- [ИСХОДНЫЙ ТЕКСТ]
++++++

Так что я понимаю – это трудно, когда твои чувства оскорбляются, а ценности попираются, и я уверена, что Кеновское столкновение с поколением мира, любви и освобождения в 1970 году было таким же неприятным, как и мое – с сегодняшней эгоманией, женоненавистничеством и злобностью.

Одной из областей, в которых Дэвидовские и Кеновские понятия расходились особенно далеко друг от друга, был секс. Дэвид был бисексуален (точнее, в большей степени гетеросексуален с гомосексуальной жилкой), а вот Кен был стопроцентным гомосеком. Так что вы можете себе представить, какие пух и перья летали дома у Питта из-за Дэвидовских гетеросексуальных похождений, особенно из-за его длительной любовной связи с Хермионой. Хотя меня, конечно, при этом не было, но Дэвид рассказывал, что Кен ужасно ревновал к Хермионе, хотя не показывал свою ревность открыто из боязни оттолкнуть Дэвида окончательно. Возможно, она окрасила его более свободно выражавшееся пренебрежение ко всему, что брало начало в хиппи-квартале Ноттинг-Хилл – к хиппическим моде, живописи, танцу, музыке и политике. А, возможно, и нет. Может быть, его “королевская” приверженность к культурной и социальной упорядоченности истеблишмента, запуганной хиппи, уже сама по себе была достаточным фактором.

Его приверженность статус кво была горяча, в этом смысле он был во многом человеком своего поколения. Он и его совеременники были гомосексуалистами, знавшими свое место: глубоко “в шкафу”, в безопасности. Они и не мечтали бросить вызов обществу, диктовавшему им, что “шкаф” – это единственное подходящее для них место, а, следовательно, люди, как Дэвид или я, были для них опасны. Открыто показывать на публике свою бисексуальность или гомосексуальность означало, по их понятиям, подстрекать к катастрофе. Истеблишмент этого не одобрит, такова была их логика, последует расправа, и жизнь всех спокойных респектабельных гомиков превратится в кошмар.

В позиции Кена, конечно, была своя логика с точки зрения раболепного взгляда на социополитику, и в его защиту должна сказать, что 20 лет назад не существовало таких вещей, как движение за освобождение геев. Мы с Дэвидом не следовали моде и не подписывались под уже существовавшим посланием; мы были оригиналами, наши голоса раздались ПЕРВЫМИ. Так что я не могу обвинять Кена в том, что он считал нашу открытость пугающей или мое радикализирующее влияние опасным для Дэвидовской карьеры.

++++++

- [ИСХОДНЫЕ ДАННЫЕ]
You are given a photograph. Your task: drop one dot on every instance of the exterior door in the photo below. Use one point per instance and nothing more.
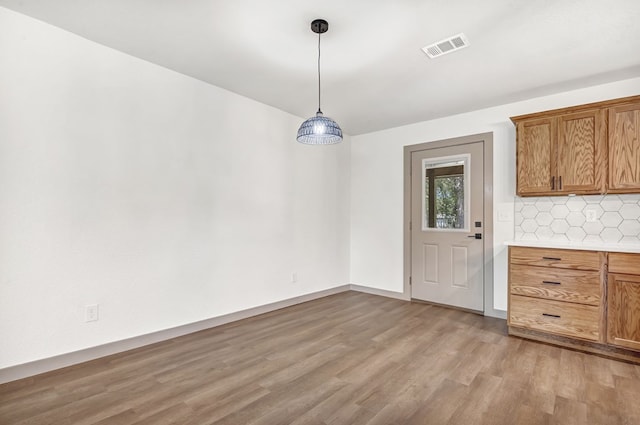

++++++

- [ЗАДАНИЯ]
**1.** Переведите на английский язык это предложение из исходного текста: «Одной из областей, в которых Дэвидовские и Кеновские понятия расходились особенно далеко друг от друга, был секс».
**2.** Ответьте по исходному тексту:
(а) К кому, по словам Дэвида, ревновал Кен?
(б) Как назван хиппи-квартал, к которому Кен относился с пренебрежением?
(в) Чего, по словам автора, не существовало 20 лет назад?
**3.** Продолжите исходный текст о Дэвиде и Кене после его последнего предложения.

- [ОТВЕТЫ ПО ЗАДАНИЯМ]
**1.** One of the areas in which David's and Ken's notions diverged especially far from each other was sex.

**2.**
(а) К Хермионе.
(б) Ноттинг-Хилл.
(в) Движения за освобождение геев.

**3.**
А, может, и могу. Ему не нужно было обладать бурным воображением, чтобы постичь правду: то, что социальные стены, возведенные обществом вокруг каждого индивидуального гомосексуалиста и вокруг их отдельных групп, таких, как гей-мафиозный музыкальный бизнес, готовы вот-вот рухнуть; что весь этот сложный клубок правил (куда, когда и с кем дозволяется ходить педикам, чтобы стрейты не прибрали их к ногтю), вот-вот выбросят в окошко; что Дэвид и я не были одиночками, но застрельщиками всеобщих глубоких перемен – первыми ласточками, если хотите, сексуальной весны нашего поколения.

Это было, право, просто стыдно. Кен мог бы творить для Дэвида чудеса. Ему не нужно было быть гением, чтобы это понять. У Дэвида был явный потенциал и даже конкретный реальный успех в том направлении его карьеры, в каком он сам хотел двигаться. Его сингл “Space Oddity” разошелся прекрасно, дойдя до пятого места в английских чартах, как только американское радио отказалось его играть (тему космической неудачи сочли анти-американской в лето первого приземления на Луну), и Би-би-си отреагировала типично, начав крутить пластинку особенно часто. Критики, всегда бывшие благосклонными к Дэвиду, принимали его музыку с особенным энтузиазмом в 1970 году; его называли “самым многообещающим” и “лучшим из новых” во всех нужных изданиях. Так что все складывалось вполне удачно; карьера Дэвида развивалась именно в хиповом направлении.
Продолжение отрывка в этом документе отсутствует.